WORK TO BE COMPLETED:
Wherever the listing has a line with the string "reflection", copy that line out.

--------------------------------------------------

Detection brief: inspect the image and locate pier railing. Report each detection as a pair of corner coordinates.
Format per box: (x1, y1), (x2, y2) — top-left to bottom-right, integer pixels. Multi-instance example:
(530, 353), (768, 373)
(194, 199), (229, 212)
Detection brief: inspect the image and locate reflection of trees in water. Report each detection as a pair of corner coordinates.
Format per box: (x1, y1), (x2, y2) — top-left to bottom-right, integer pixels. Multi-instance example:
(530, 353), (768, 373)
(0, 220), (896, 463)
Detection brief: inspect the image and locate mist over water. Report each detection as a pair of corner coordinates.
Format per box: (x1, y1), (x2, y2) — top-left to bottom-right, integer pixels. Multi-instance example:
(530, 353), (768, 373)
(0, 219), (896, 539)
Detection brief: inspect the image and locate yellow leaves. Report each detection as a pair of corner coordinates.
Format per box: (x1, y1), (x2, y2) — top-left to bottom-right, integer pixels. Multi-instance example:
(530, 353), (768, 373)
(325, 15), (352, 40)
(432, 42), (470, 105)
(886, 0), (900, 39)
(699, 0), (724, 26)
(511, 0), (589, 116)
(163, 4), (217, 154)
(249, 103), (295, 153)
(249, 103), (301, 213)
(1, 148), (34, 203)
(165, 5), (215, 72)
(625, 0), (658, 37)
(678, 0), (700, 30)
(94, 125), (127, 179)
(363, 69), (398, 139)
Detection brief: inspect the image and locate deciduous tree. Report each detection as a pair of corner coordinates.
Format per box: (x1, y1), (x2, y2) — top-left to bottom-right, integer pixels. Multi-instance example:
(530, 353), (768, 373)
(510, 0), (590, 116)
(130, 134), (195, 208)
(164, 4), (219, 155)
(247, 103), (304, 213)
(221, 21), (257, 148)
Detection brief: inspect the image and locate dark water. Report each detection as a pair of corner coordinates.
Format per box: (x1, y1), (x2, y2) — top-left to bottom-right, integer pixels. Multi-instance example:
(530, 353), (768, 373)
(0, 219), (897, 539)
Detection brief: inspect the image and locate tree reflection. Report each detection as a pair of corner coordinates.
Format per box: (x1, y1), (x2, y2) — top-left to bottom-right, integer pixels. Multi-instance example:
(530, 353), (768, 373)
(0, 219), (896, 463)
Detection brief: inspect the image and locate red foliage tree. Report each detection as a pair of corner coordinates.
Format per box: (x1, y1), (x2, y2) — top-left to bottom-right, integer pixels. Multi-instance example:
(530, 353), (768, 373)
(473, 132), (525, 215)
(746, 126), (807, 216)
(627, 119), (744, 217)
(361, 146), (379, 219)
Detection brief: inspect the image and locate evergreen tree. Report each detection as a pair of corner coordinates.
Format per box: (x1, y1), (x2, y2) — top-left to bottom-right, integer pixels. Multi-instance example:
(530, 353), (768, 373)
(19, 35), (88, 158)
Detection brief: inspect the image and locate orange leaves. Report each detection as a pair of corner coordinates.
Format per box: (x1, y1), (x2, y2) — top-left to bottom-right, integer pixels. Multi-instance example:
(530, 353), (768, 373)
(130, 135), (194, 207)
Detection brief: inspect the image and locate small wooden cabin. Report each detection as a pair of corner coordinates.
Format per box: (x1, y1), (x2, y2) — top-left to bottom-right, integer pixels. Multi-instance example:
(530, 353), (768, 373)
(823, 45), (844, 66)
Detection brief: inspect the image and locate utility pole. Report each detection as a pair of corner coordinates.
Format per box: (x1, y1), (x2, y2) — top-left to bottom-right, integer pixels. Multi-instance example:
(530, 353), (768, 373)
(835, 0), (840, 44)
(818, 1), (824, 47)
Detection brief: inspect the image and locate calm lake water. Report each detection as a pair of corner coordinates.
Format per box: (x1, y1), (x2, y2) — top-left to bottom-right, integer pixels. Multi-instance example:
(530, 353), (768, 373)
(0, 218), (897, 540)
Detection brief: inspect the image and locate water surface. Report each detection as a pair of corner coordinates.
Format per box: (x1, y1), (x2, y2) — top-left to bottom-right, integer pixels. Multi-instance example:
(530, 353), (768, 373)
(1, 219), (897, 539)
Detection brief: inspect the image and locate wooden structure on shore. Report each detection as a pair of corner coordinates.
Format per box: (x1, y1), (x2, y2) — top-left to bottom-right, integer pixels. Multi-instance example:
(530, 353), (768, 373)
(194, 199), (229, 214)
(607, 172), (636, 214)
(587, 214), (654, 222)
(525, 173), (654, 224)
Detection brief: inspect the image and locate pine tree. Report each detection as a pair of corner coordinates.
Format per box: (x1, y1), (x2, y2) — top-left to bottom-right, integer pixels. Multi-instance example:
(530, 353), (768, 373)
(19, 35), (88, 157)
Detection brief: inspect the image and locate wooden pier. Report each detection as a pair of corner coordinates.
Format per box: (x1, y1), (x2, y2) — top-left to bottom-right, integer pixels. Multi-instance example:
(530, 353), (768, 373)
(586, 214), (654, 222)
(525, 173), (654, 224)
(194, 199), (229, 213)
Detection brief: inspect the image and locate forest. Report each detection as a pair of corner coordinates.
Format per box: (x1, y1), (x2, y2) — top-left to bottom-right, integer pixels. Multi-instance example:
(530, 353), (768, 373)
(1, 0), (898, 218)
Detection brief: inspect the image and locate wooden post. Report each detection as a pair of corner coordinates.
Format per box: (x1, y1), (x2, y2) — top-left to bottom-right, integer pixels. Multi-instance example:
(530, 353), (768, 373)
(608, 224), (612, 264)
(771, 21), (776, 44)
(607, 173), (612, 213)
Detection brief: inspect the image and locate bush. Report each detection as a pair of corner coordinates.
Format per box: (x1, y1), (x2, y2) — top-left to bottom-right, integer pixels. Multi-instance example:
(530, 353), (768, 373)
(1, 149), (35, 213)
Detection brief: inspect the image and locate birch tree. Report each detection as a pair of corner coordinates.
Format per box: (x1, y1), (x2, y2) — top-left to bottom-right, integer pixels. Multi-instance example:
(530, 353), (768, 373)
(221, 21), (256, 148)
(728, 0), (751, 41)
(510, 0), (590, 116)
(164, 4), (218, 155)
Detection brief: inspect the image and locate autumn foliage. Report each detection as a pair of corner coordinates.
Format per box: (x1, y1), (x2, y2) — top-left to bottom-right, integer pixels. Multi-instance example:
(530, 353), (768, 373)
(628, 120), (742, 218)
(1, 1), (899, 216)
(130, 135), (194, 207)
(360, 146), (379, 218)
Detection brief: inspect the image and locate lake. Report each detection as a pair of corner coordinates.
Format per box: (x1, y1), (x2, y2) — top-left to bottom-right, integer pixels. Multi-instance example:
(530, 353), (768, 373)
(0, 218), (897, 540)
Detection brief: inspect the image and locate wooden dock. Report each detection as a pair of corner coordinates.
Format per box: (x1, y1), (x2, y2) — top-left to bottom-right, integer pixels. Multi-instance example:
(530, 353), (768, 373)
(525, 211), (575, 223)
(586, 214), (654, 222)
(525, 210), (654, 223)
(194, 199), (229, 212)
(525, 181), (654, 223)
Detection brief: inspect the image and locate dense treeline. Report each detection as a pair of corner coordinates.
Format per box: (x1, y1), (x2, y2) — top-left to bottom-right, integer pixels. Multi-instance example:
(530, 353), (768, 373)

--------------------------------------------------

COMPLETED TASK:
Detection brief: inspect the image and locate reflection of trees in water. Report each detection as a pair of corner coordinates.
Detection brief: inspect the image and locate tree reflection. Report each detection as a pair of corner coordinates.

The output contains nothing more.